What you will do:
Revise the material from the line with "Pinpoint young man" to the line with "left=88, top=78, right=97, bottom=84", changing every "Pinpoint" to "Locate" and leaving everything else as is.
----- Material to process
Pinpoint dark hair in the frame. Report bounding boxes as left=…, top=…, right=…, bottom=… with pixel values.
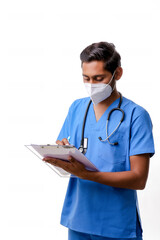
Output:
left=80, top=42, right=121, bottom=74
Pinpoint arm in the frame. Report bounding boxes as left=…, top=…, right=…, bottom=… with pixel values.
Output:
left=84, top=154, right=150, bottom=190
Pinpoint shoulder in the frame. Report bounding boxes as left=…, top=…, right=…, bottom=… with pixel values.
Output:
left=69, top=97, right=90, bottom=111
left=123, top=94, right=150, bottom=119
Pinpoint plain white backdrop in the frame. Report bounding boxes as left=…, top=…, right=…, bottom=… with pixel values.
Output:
left=0, top=0, right=160, bottom=240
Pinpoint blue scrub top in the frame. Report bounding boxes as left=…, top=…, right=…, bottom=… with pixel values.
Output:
left=57, top=97, right=154, bottom=238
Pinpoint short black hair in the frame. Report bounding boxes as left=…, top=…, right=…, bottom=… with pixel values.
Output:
left=80, top=42, right=121, bottom=74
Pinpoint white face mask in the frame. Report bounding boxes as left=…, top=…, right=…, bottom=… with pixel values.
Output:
left=84, top=71, right=115, bottom=105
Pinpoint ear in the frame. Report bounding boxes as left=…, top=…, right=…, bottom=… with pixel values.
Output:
left=115, top=67, right=123, bottom=80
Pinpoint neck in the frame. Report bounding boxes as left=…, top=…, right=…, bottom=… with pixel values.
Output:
left=94, top=88, right=120, bottom=109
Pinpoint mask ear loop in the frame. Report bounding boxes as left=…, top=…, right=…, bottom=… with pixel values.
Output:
left=108, top=68, right=117, bottom=92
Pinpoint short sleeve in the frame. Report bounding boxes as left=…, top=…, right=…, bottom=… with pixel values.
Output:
left=129, top=109, right=155, bottom=157
left=57, top=102, right=74, bottom=141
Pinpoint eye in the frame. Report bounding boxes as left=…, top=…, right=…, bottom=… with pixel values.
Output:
left=83, top=77, right=89, bottom=81
left=95, top=77, right=104, bottom=81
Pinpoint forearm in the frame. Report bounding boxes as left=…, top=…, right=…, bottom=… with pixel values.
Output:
left=84, top=171, right=144, bottom=190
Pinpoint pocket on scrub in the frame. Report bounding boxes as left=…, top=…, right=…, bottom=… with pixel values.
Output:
left=98, top=131, right=126, bottom=172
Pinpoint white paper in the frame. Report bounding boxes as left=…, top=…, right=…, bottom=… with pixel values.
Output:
left=25, top=144, right=99, bottom=177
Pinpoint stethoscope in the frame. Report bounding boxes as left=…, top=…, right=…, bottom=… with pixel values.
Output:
left=78, top=93, right=124, bottom=154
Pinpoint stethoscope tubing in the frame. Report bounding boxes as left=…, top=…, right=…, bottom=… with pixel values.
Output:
left=79, top=92, right=125, bottom=154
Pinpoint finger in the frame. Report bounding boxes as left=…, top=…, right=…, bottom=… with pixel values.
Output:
left=68, top=156, right=76, bottom=163
left=56, top=140, right=64, bottom=145
left=56, top=138, right=69, bottom=145
left=62, top=138, right=69, bottom=145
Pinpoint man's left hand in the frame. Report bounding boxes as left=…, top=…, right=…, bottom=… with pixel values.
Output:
left=42, top=156, right=89, bottom=179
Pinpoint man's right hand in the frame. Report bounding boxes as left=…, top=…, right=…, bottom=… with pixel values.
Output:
left=56, top=138, right=70, bottom=145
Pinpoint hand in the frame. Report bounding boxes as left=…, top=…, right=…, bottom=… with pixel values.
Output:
left=42, top=156, right=89, bottom=179
left=56, top=138, right=70, bottom=145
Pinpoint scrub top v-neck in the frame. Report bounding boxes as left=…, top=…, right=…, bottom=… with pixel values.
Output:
left=57, top=97, right=154, bottom=238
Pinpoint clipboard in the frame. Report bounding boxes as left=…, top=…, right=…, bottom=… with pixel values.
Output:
left=25, top=144, right=99, bottom=177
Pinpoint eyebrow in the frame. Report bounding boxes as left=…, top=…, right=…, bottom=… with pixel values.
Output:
left=82, top=74, right=106, bottom=77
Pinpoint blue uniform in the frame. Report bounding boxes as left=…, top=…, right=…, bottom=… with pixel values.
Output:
left=57, top=97, right=154, bottom=239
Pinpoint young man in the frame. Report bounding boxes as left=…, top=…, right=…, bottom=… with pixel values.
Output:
left=44, top=42, right=154, bottom=240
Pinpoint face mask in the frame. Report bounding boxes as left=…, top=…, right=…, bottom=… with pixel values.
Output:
left=84, top=71, right=115, bottom=105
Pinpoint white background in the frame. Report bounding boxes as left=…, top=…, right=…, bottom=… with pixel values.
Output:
left=0, top=0, right=160, bottom=240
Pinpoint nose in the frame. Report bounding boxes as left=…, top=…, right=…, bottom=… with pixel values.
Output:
left=88, top=78, right=97, bottom=84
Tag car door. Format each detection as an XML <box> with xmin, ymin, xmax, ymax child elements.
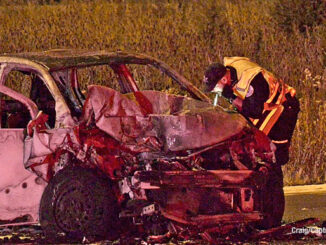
<box><xmin>0</xmin><ymin>85</ymin><xmax>45</xmax><ymax>221</ymax></box>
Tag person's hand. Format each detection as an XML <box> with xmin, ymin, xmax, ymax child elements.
<box><xmin>222</xmin><ymin>85</ymin><xmax>237</xmax><ymax>100</ymax></box>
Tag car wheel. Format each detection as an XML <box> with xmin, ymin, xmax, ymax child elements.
<box><xmin>40</xmin><ymin>167</ymin><xmax>119</xmax><ymax>240</ymax></box>
<box><xmin>259</xmin><ymin>167</ymin><xmax>285</xmax><ymax>229</ymax></box>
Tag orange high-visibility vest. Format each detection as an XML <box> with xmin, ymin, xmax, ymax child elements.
<box><xmin>224</xmin><ymin>57</ymin><xmax>296</xmax><ymax>135</ymax></box>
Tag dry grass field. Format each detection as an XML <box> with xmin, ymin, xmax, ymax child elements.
<box><xmin>0</xmin><ymin>0</ymin><xmax>326</xmax><ymax>185</ymax></box>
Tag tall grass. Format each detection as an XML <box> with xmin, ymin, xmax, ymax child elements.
<box><xmin>0</xmin><ymin>0</ymin><xmax>326</xmax><ymax>184</ymax></box>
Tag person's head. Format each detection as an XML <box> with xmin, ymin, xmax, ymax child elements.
<box><xmin>203</xmin><ymin>63</ymin><xmax>231</xmax><ymax>92</ymax></box>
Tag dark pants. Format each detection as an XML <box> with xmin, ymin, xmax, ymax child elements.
<box><xmin>268</xmin><ymin>94</ymin><xmax>300</xmax><ymax>165</ymax></box>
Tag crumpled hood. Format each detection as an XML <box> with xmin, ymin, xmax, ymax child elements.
<box><xmin>83</xmin><ymin>85</ymin><xmax>249</xmax><ymax>152</ymax></box>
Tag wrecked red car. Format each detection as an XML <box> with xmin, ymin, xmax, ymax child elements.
<box><xmin>0</xmin><ymin>50</ymin><xmax>284</xmax><ymax>241</ymax></box>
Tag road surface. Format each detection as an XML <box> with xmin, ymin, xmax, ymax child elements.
<box><xmin>283</xmin><ymin>184</ymin><xmax>326</xmax><ymax>223</ymax></box>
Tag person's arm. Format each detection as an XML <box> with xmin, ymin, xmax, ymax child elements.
<box><xmin>241</xmin><ymin>73</ymin><xmax>269</xmax><ymax>118</ymax></box>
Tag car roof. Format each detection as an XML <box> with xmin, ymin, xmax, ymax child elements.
<box><xmin>0</xmin><ymin>49</ymin><xmax>163</xmax><ymax>71</ymax></box>
<box><xmin>0</xmin><ymin>49</ymin><xmax>211</xmax><ymax>103</ymax></box>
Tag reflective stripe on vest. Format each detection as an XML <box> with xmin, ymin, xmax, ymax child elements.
<box><xmin>224</xmin><ymin>57</ymin><xmax>295</xmax><ymax>135</ymax></box>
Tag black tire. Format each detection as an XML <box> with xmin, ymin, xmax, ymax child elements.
<box><xmin>39</xmin><ymin>167</ymin><xmax>119</xmax><ymax>240</ymax></box>
<box><xmin>259</xmin><ymin>167</ymin><xmax>285</xmax><ymax>229</ymax></box>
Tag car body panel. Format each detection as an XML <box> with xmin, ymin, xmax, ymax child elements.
<box><xmin>0</xmin><ymin>50</ymin><xmax>275</xmax><ymax>234</ymax></box>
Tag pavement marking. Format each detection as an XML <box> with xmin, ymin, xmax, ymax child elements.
<box><xmin>283</xmin><ymin>184</ymin><xmax>326</xmax><ymax>196</ymax></box>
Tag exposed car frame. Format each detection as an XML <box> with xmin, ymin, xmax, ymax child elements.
<box><xmin>0</xmin><ymin>50</ymin><xmax>280</xmax><ymax>241</ymax></box>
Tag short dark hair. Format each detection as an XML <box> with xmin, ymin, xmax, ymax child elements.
<box><xmin>204</xmin><ymin>63</ymin><xmax>226</xmax><ymax>92</ymax></box>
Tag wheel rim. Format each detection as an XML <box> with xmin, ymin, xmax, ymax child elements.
<box><xmin>54</xmin><ymin>182</ymin><xmax>96</xmax><ymax>232</ymax></box>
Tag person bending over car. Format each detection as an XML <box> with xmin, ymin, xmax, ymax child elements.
<box><xmin>203</xmin><ymin>57</ymin><xmax>300</xmax><ymax>226</ymax></box>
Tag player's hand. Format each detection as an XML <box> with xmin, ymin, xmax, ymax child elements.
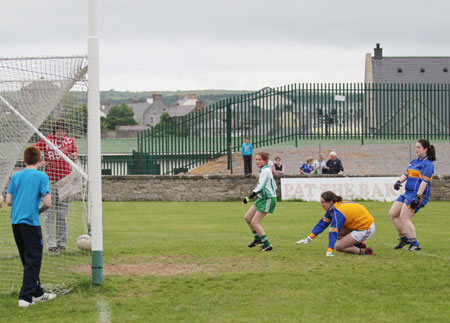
<box><xmin>296</xmin><ymin>236</ymin><xmax>312</xmax><ymax>244</ymax></box>
<box><xmin>409</xmin><ymin>194</ymin><xmax>422</xmax><ymax>209</ymax></box>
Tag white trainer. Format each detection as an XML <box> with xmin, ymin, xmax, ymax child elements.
<box><xmin>33</xmin><ymin>293</ymin><xmax>56</xmax><ymax>303</ymax></box>
<box><xmin>19</xmin><ymin>299</ymin><xmax>34</xmax><ymax>307</ymax></box>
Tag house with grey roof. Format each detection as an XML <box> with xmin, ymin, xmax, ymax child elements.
<box><xmin>364</xmin><ymin>44</ymin><xmax>450</xmax><ymax>84</ymax></box>
<box><xmin>142</xmin><ymin>93</ymin><xmax>170</xmax><ymax>126</ymax></box>
<box><xmin>169</xmin><ymin>94</ymin><xmax>206</xmax><ymax>118</ymax></box>
<box><xmin>127</xmin><ymin>101</ymin><xmax>150</xmax><ymax>124</ymax></box>
<box><xmin>364</xmin><ymin>44</ymin><xmax>450</xmax><ymax>135</ymax></box>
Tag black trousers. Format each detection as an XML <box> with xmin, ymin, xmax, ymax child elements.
<box><xmin>12</xmin><ymin>223</ymin><xmax>44</xmax><ymax>303</ymax></box>
<box><xmin>242</xmin><ymin>155</ymin><xmax>252</xmax><ymax>175</ymax></box>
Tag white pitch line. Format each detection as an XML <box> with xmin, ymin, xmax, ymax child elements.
<box><xmin>97</xmin><ymin>297</ymin><xmax>111</xmax><ymax>323</ymax></box>
<box><xmin>383</xmin><ymin>243</ymin><xmax>450</xmax><ymax>260</ymax></box>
----------
Full solution:
Locate young man in the frame. Report bounding boxes as left=…, top=…, right=…, bottom=… with pixel values.
Output:
left=44, top=42, right=154, bottom=240
Locate face mask in the frame. Report bounding boxes as left=…, top=…, right=…, bottom=… with pixel values.
Output:
left=84, top=71, right=115, bottom=105
Locate white background in the frame. Report bounding boxes as left=…, top=…, right=…, bottom=… with pixel values.
Output:
left=0, top=0, right=160, bottom=240
Locate nose in the frame. Report bounding boxes as left=…, top=…, right=…, bottom=… with pixel values.
Output:
left=88, top=78, right=97, bottom=84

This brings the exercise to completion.